_TASK:_ Retype the entries. Match them exactly.

◆ ◆ ◆ ◆ ◆ ◆ ◆

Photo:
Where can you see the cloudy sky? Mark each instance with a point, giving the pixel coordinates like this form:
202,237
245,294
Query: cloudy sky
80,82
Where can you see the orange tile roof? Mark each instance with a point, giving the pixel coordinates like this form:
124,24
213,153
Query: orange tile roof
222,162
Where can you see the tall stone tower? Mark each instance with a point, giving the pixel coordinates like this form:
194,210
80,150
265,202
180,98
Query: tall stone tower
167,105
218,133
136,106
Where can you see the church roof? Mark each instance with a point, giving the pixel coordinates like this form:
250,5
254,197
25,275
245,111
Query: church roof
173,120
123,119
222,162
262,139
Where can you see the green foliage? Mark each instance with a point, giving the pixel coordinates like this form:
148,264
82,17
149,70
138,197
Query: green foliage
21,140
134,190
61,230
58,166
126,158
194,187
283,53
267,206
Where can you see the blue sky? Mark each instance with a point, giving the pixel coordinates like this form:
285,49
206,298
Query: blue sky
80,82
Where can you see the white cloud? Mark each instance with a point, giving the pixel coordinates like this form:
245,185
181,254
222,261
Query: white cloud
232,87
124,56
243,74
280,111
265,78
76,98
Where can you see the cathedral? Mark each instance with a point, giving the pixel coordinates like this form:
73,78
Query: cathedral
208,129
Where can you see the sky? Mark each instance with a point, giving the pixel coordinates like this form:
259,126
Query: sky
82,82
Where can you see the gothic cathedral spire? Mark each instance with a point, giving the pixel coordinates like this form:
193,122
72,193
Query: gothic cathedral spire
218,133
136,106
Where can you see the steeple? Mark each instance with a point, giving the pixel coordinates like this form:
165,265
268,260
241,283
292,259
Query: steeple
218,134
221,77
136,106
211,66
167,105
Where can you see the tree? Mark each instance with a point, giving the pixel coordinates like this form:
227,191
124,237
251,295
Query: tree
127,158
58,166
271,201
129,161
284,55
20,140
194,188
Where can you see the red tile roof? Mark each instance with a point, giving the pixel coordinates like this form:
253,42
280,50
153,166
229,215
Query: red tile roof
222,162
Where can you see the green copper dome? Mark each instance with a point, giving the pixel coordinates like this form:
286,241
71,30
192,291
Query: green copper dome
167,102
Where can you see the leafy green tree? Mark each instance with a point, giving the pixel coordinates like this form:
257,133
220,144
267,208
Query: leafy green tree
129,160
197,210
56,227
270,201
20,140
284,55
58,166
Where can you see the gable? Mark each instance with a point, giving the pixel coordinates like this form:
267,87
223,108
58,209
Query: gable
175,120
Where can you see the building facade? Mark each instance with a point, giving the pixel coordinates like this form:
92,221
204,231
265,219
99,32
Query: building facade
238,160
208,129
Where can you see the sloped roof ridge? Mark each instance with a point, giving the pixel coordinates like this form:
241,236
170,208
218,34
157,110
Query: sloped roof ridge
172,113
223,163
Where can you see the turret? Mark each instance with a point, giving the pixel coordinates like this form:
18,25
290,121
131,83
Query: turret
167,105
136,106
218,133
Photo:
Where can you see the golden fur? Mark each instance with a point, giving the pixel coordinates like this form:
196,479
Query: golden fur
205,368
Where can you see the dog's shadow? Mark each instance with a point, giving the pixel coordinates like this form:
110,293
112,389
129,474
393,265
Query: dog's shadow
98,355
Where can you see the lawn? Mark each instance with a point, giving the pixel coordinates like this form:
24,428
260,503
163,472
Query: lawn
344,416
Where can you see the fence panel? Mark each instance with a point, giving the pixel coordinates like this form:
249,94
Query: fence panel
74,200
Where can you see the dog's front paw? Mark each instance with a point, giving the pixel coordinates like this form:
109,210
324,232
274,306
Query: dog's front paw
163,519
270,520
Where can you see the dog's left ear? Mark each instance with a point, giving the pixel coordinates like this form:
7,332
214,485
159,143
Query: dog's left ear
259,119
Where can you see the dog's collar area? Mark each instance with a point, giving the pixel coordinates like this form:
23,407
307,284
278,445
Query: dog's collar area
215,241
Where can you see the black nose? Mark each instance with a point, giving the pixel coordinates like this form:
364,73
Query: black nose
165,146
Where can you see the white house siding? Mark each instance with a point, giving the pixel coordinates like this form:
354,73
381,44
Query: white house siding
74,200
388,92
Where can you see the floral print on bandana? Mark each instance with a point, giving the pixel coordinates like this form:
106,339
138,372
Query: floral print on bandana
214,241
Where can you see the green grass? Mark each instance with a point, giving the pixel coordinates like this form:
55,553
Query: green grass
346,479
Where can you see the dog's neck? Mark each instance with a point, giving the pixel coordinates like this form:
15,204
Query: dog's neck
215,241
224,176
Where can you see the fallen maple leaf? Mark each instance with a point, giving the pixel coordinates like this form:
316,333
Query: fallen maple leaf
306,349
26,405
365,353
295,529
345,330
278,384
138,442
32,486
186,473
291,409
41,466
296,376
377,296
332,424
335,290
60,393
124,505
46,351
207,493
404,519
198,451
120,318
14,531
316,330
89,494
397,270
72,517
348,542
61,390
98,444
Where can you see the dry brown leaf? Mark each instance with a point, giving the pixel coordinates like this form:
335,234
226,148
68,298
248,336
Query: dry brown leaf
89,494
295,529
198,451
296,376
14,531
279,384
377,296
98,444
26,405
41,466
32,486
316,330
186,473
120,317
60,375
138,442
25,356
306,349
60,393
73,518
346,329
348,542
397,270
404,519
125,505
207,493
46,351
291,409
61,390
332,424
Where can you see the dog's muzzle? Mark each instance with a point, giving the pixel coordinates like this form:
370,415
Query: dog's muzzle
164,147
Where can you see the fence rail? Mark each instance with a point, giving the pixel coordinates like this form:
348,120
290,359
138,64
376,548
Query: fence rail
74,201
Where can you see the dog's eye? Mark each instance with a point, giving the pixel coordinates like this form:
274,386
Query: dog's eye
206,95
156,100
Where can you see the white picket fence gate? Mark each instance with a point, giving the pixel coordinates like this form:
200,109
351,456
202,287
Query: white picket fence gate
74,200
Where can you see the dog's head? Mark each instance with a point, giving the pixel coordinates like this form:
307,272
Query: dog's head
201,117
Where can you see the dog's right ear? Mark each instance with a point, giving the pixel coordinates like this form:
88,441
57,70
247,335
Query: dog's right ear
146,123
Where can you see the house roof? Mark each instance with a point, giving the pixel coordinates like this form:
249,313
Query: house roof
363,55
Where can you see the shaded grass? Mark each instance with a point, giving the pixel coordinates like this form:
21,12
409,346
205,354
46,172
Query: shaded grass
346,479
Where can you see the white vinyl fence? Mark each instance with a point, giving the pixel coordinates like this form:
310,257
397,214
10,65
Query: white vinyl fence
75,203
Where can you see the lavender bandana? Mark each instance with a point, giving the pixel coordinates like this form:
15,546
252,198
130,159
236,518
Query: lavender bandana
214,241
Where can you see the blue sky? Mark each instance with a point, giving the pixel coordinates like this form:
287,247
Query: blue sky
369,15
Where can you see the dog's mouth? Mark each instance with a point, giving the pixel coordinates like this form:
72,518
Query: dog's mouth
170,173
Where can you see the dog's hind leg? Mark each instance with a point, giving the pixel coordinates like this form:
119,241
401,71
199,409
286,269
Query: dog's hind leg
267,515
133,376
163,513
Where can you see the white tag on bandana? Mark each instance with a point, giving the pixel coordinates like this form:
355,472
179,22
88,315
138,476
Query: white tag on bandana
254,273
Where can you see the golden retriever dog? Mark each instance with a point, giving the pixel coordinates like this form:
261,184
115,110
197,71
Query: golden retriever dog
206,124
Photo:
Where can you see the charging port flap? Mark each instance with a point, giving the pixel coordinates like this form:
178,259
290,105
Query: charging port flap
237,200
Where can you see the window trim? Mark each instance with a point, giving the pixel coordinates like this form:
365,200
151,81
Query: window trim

◆ ◆ ◆ ◆ ◆ ◆ ◆

_REPLY:_
Photo:
Where can you see the cloudy sky? Mark each instance with a point, giving the pixel coordinates like this form:
202,237
245,294
Query: cloudy sky
80,82
Where can you see the orange tile roof? Mark each instance with a point, giving the pixel coordinates like this form:
124,24
213,153
Query: orange tile roof
222,162
Where can you see the tall stone tower? Mark each instance with a point, giving the pixel coordinates like this form:
194,210
80,150
265,202
180,98
Query: tall stone tower
167,105
218,133
136,106
Where can you see the church roof? Mark each instance with a point, giving the pixel coordinates like this form:
250,5
254,197
25,275
245,111
Query: church roof
173,120
123,119
222,162
262,139
Where can you see the green foliage? Mark each instance with a point, giving the pixel coordinates like this form:
148,264
82,17
149,70
138,197
Query: green foliage
21,140
134,190
61,230
58,166
126,158
194,187
283,53
267,206
Where can you see the blue sky? Mark each instance with a point, giving the pixel coordinates like this form:
285,49
206,298
Query: blue sky
80,82
Where can you see the white cloud? Mark each instance with a point, giving the pixel coordinates like this form:
245,185
181,254
222,261
Query: white cloud
232,87
124,56
243,74
280,111
265,78
76,98
Where can you see the cathedral? Mark each instance with a point, giving the pixel coordinates like this form:
73,78
Query: cathedral
208,129
Where can you see the sky? Mark each instance with a point, giving the pixel coordinates like this form:
259,126
Query: sky
82,82
Where can you see the gothic cathedral spire? Mark each instance with a point, giving the pixel coordinates like this form:
193,122
72,193
Query: gothic cathedral spire
218,133
136,106
Where can you see the steeple? Mark each instance with a point, giving the pixel coordinates like this form:
165,265
268,260
241,283
292,259
Query: steeple
218,134
221,77
136,106
211,66
167,105
Where can you see the tree? Mark each instance with a point, giving the pixel coordinates like this form:
227,191
124,237
251,295
Query: tree
127,158
58,166
271,201
129,161
284,55
20,140
194,188
Where can you see the red tile roof? Mark each instance with a point, giving the pixel coordinates like this form:
253,42
280,50
153,166
229,215
Query: red tile roof
222,162
Where can you see the green copper dome? Mark each instance with a point, giving the pixel coordinates like this form:
286,241
71,30
192,291
Query: green copper dome
167,102
Where can you see the leafy green tree? Mark each instance with a point, giving the pixel coordinates like this form:
257,133
220,144
267,208
Query: leafy green tree
129,160
197,210
56,227
270,201
20,140
284,55
58,166
Where can you see the gable? Mark each instance with a point, giving the pixel coordinates like this form:
267,87
223,108
58,209
Query: gable
175,120
Where can you see the building facade? Mark each instance with a point, giving the pixel coordinates like this form:
92,221
204,231
265,219
99,32
Query: building facade
238,160
208,129
Where can you see the sloped roof ridge? Mark each instance with a point, giving the pixel coordinates like this form:
241,236
170,208
218,34
157,110
Query: sloped roof ridge
172,113
223,163
Where can you see the turret? Mark each instance with a point, giving the pixel coordinates like this form:
18,25
290,121
131,83
Query: turret
167,105
136,106
218,133
Photo:
Where can you see the golden fur? Mark each instance with a point, giving the pixel coordinates like this form:
196,479
Query: golden fur
205,368
Where can you see the dog's shadow? Mark each instance with a point, giving the pixel coordinates like this form:
110,293
112,389
129,474
393,265
Query: dog's shadow
98,355
Where can you see the lawn? Mark each instance with a point, giving the pixel coordinates like this form:
24,428
260,503
163,472
Query: lawn
344,416
Where can you see the fence panel? Mark each instance with a point, giving the pixel coordinates like this form:
249,94
Query: fence panel
74,200
Where can you see the dog's front paw? Mark each instance with a point, giving the pixel coordinates like this form:
109,210
324,232
274,306
Query: dog's front paw
163,519
270,520
Where can you see the dog's left ear? Mark each instance with a point, giving the pixel coordinates like this form:
7,332
214,485
159,143
Query: dog's left ear
259,119
Where can you see the dog's collar area? Mark each instance with a point, giving the pixel coordinates like this form:
23,407
307,284
278,445
Query: dog's collar area
215,241
Where can you see the black nose? Mark each instance with a point, giving the pixel coordinates like this form:
364,73
Query: black nose
165,146
Where can you see the white house siding? Mark each instance with a point, giving the pixel coordinates like this form:
354,73
381,44
Query: white house siding
74,200
388,92
Where can you see the floral print on bandana? Mark each instance with a point, giving the pixel coordinates like this form:
106,339
138,372
Query: floral print on bandana
214,241
Where can you see the green grass? Mark each instance with a point, giving the pixel coordinates like this form:
55,553
Query: green grass
346,479
Where can you see the dog's neck? Mark each instance with a point, giving the pixel coordinates like this form:
15,204
Query: dog's neck
215,241
224,176
Where can you see the fallen maple leaf? Mark each instance with a point, giving the pixel coordinates like this form:
316,333
Query: fallen maple leaf
306,349
26,405
365,353
295,529
345,330
278,384
138,442
32,486
186,473
291,409
41,466
296,376
377,296
332,424
335,290
60,393
124,505
46,351
207,493
404,519
198,451
120,318
14,531
316,330
89,494
397,270
72,517
348,542
61,390
98,444
Where can you see the dry brown leaf? Mark each instance with a point, giving the pixel coordinates like this form:
335,234
226,148
68,298
248,336
Query: dry brown leaf
89,494
295,529
198,451
296,376
14,531
279,384
377,296
98,444
26,405
41,466
32,486
316,330
186,473
120,317
60,375
138,442
25,356
306,349
60,393
73,518
346,329
348,542
397,270
404,519
125,505
207,493
46,351
291,409
61,390
332,424
Where can you see the dog's muzzle? Mark each instance with a point, giving the pixel coordinates like this form:
370,415
Query: dog's muzzle
164,147
Where can you see the fence rail? Mark each instance with a point, giving the pixel coordinates like this form:
348,120
290,359
138,64
376,548
Query: fence rail
74,201
Where can you see the dog's eye? Mark each instance with a point, giving the pixel coordinates like this form:
274,386
Query: dog's eye
206,95
156,100
Where can you see the white picket fence gate? Mark each instance with a point, giving the pixel coordinates like this form:
200,109
351,456
202,287
Query: white picket fence gate
74,200
Where can you see the dog's head? Mark each instance with a point, giving the pixel coordinates like this form:
307,272
Query: dog's head
201,117
Where can you see the dog's right ear? Mark each instance with a point, giving the pixel coordinates like this form:
88,441
57,70
247,335
Query: dog's right ear
146,123
Where can you see the house roof? Mark each instance with a point, giving the pixel coordinates like this form:
249,313
Query: house roof
363,55
Where can you see the shaded grass? Mark each instance with a point, giving the pixel coordinates like this form:
21,12
409,346
205,354
46,172
Query: shaded grass
346,479
Where can you see the white vinyl fence? Mark each instance with a point, giving the pixel coordinates like this form:
310,257
397,214
10,65
Query: white vinyl fence
75,203
Where can you see the lavender bandana? Mark each instance with a point, giving the pixel coordinates like this form:
15,546
252,198
130,159
236,518
Query: lavender bandana
214,241
Where can you see the blue sky? Mark each instance with a point, giving the pixel coordinates like this form:
287,247
Query: blue sky
369,15
Where can you see the dog's mouth? Mark each instance with a point, giving the pixel coordinates like this form:
72,518
Query: dog's mouth
170,173
Where can you see the dog's hind leg? Mark each instance with a point, giving the pixel coordinates like this form:
119,241
401,71
199,409
286,269
Query: dog's hind leg
267,515
133,376
163,513
Where can you see the white tag on bandana? Mark each instance with a point, giving the pixel coordinates like this form:
355,472
179,22
88,315
138,476
Query: white tag on bandana
254,273
Where can you see the golden retriever dog? Mark each instance with a point, giving the pixel coordinates like this form:
261,184
115,110
197,71
Query: golden retriever dog
206,124
Photo:
Where can you see the charging port flap? Mark each instance with a point, giving the pixel coordinates like this form:
178,259
290,105
Query: charging port flap
237,200
Where can you see the window trim? Mark each instance with a point, giving the pixel coordinates like this form:
365,200
151,81
Query: window trim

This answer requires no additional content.